Shows the value of an individual member of the population as a function of the mean and std dev. Found by dividing the difference between the point and the mean by the std dev.

Density Curve

Curve that traces the top of a histogram and has an area under the curve of 1. Is an approximate shape of the histogram, and is always above the x axis.

mean < median = skewed left, mean > median = skewed right.

Required notation given mean “µ“, std dev “σ”, where x = height of adult american males(m)

x ~ N(µ, σ), x = height of american male(m)

Notation showing proportion of the whole of x population with a value of less than c

P(x<c)

< vs ≤

Interchangeable in this unit.

Normal distribution

A symmetric unimodal bell-shaped curve, which abides by the empirical rule.

Points of inflection on a normal curve

At ± 1 std dev

Empirical Rule(68, 95, 99.7)

Rule which states that 68% of a population lies between ±1 std dev, 95% between ± 2 std devs, and 99.7% between ± 3 std devs.

Table A

Shows the proportion less than a given z score and vice versa.

How to calculate the percentile given a max

2nd → Distr → normalcdf → set max, min, std dev, paste and calculate

How to calculate z-scores given percentile

2nd → Distr → Inv norm → Set max, min, mean, std dev, paste and calculate.

How to create a normal probability plot to prove whether a distribution is normal

Insert data into list → 2nd → stat plot → 6th graph option → plot. A normal distribution will have a linear pattern, while skewed graphs will be warped.

◆ Written tasks:
[a] Print the passage of the normal distribution notes from "2nd → Distr → normalcdf" up to and including "paste and calculate.".
[b] Summarize the normal distribution notes in two sentences.
[c] Go on with the normal distribution notes from the point where they end.

◆ Dataset entries:
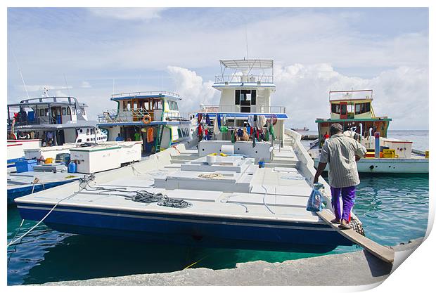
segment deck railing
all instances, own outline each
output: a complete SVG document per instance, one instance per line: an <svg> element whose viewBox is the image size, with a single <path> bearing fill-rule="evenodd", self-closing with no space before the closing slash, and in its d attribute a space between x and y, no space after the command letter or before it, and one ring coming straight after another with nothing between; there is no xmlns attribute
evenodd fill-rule
<svg viewBox="0 0 436 293"><path fill-rule="evenodd" d="M129 111L117 112L117 110L107 110L102 114L98 115L98 119L99 123L120 123L120 122L141 122L146 115L150 115L151 121L161 121L162 110L157 109L159 114L156 114L155 111L147 111L145 109L136 109ZM155 119L155 115L156 119ZM181 112L169 112L165 113L164 119L165 121L181 121L188 120L189 119L189 113Z"/></svg>
<svg viewBox="0 0 436 293"><path fill-rule="evenodd" d="M248 110L250 110L250 112ZM252 105L250 106L241 106L239 105L200 105L201 113L286 113L285 106L262 106Z"/></svg>
<svg viewBox="0 0 436 293"><path fill-rule="evenodd" d="M172 96L177 98L180 98L179 93L173 93L172 91L132 91L128 93L114 93L112 95L113 98L116 97L135 97L138 96Z"/></svg>

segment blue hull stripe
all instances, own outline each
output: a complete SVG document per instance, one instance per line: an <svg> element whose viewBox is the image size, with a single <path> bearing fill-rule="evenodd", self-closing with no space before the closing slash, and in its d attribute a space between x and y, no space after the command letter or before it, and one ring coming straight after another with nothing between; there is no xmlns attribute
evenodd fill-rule
<svg viewBox="0 0 436 293"><path fill-rule="evenodd" d="M42 219L51 207L18 204L21 217L34 221ZM352 245L325 224L160 214L65 205L57 207L44 223L62 232L140 240L160 235L188 245L192 244L192 237L200 237L205 239L205 246L211 243L211 239L236 244L238 241L252 242L254 246L270 250L286 249L287 246L294 244L329 247Z"/></svg>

◆ The replies:
[a]
2nd → Distr → normalcdf → set max, min, std dev, paste and calculate

How to calculate z-scores given percentile

2nd → Distr → Inv norm → Set max, min, mean, std dev, paste and calculate.

[b] The notes define a density curve as a curve that traces the top of a histogram and has an area of 1. They describe the normal distribution as a symmetric, unimodal, bell-shaped curve that follows the empirical rule (68%, 95%, and 99.7% of a population within ±1, ±2, and ±3 standard deviations) and give calculator steps for finding percentiles and z-scores and for making a normal probability plot.

[c]
Using the normal probability plot to determine leftward skew

A normal probability plot which is skewed left will have a flatter slope and the points of z-score < 0 clumped together as a greater proportion of the population would be clustered on the left.

Using the normal probability plot to determine rightward skew

A normal probability plot which is skewed left will have a steeper slope and the points of z-score > 0 clumped together as a greater proportion of the population would be clustered on the right.

Convenience Sample

A sample which is convenient for the surveyors

ex: choosing the closest 5 students as a sample

Simple Random Sample(SRS)

Simple random selection such that each individual has a equal chance of being selected.

ex: label each person with a number from 1-100, write numbers on 100 slips of paper and randomly choose a certain amount of slips corresponding to the size of your groups.

Population

The group that a statistical study can be extrapolated to

Census

Data from every individual in the population

Sample

Subset of population from which data is actually collected

Bias

Consistent underestimation or overestimation of the value you are studying.

Voluntary response bias

Bias derived from a sample volunteering themselves for a study/experiment

Random Sampling/assignment

Using random chance to assign a sample

Strata

Groups of similar individuals, for random selections for sampling. “some of all“, choosing samples randomly from subcategories of the population.
ex: splitting a school into grades in preparation of randomly choosing 50 people from each grade. The grades are:

Stratified random sample

Sampling method where the population is divided into several strata of similar individuals prior to simple random sampling to take some individuals from each strata.

Clusters

”All of some” groups of individuals within a population

Cluster sample

Simple random sample of clusters, then averaged to an overall sample
ex: think “all of some“. if only a few high schools in all of Massachusetts are selected for a experiment but all students within those schools are selected its a cluster sample.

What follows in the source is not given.